DATA ENTRIES:

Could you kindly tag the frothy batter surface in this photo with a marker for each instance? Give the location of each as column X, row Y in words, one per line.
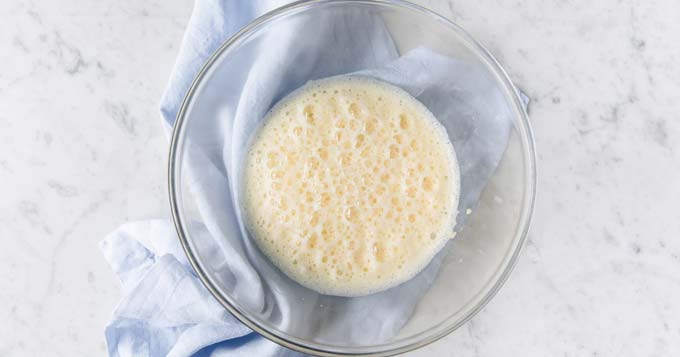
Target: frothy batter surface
column 351, row 186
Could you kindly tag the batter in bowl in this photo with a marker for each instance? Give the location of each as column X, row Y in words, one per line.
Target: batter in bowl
column 351, row 186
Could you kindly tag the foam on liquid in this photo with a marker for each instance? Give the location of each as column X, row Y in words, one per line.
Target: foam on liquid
column 351, row 186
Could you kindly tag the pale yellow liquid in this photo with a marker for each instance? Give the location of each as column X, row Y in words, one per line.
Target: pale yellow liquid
column 351, row 186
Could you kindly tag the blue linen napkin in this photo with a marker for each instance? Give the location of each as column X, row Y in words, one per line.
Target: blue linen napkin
column 166, row 310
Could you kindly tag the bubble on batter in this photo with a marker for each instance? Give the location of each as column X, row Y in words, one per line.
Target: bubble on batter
column 351, row 186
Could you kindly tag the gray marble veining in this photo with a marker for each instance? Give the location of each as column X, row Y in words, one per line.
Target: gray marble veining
column 82, row 150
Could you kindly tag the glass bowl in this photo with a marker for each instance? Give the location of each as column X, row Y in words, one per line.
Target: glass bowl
column 455, row 77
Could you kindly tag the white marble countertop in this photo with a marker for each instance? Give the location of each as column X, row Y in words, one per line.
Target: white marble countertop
column 82, row 151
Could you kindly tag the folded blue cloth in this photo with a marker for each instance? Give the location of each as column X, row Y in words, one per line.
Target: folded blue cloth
column 167, row 311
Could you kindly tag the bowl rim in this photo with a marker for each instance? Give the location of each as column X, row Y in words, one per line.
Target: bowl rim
column 387, row 349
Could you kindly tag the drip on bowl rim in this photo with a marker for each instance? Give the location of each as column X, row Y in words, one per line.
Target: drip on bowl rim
column 422, row 338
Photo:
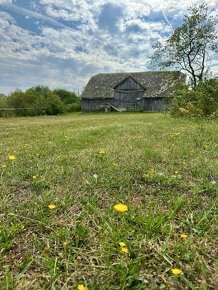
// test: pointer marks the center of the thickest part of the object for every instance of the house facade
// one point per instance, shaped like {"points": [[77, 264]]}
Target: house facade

EXERCISE: Rewrite all lines of the items above as a single numbered list with blank lines dropped. Omit the pictures from the list.

EXERCISE SOLUTION:
1. Could you kindly tag the frothy batter surface in this photo with a marker for each instance? Give the location of each as column X, row Y in words, one per line.
2. Target: frothy batter surface
3. column 351, row 186
4. Could you kindly tag the batter in bowl in this photo with a marker for each instance? Give the location of each as column X, row Y in words, one per line.
5. Target: batter in bowl
6. column 351, row 186
7. Could you kindly tag the foam on liquid in this photo with a marker for each instance? Give the location of each as column X, row Y in words, one per line.
8. Target: foam on liquid
9. column 351, row 186
10. Could you kindly tag the pale yellow liquid in this photo with a marker for each instance? Give the location of each as column X, row Y in words, one per line.
11. Target: pale yellow liquid
12. column 351, row 186
13. Could you kindly tag the blue linen napkin in this photo with a marker for each instance? Give the location of each as column X, row Y in words, one per line.
14. Target: blue linen napkin
15. column 166, row 310
16. Could you kindly tag the bubble on batter in this photo with a marker for each instance? Give the location of each as column X, row Y in words, one per line.
17. Target: bubble on batter
18. column 351, row 186
19. Could you kindly tag the gray marble veining in this photo with a marker for each instance? Give the location of each as column X, row Y in words, one per line.
20. Target: gray marble veining
21. column 82, row 150
22. Could you kindly tag the glass bowl in this photo with a marker for each instance? Give the location of each as column X, row Y in words, one per line.
23. Target: glass bowl
24. column 455, row 77
25. Could you kindly tag the white marble countertop in this photo with a marker for each instance? Give the location of each as column X, row Y in words, one per line.
26. Target: white marble countertop
27. column 82, row 151
28. Could you kindly tag the folded blue cloth in this photo with a marker for each instance? Give the location of each as column X, row Y in words, one per line.
29. Target: folded blue cloth
30. column 167, row 311
31. Could you kindly tag the bowl rim in this photo with a marker for each instance? Give the location of each as column X, row Y in words, one per line.
32. Target: bowl rim
33. column 387, row 349
34. Could you kindly tag the drip on bowl rim in this photo with a marker for each instance? Give the location of each as column X, row Y in words, one per line.
35. Target: drip on bowl rim
36. column 422, row 338
37. Photo:
38. // test: pointer marks the center of the thickest part of the object for every instance of the house facade
39. // one point per instance, shaped like {"points": [[77, 264]]}
40. Target: house facade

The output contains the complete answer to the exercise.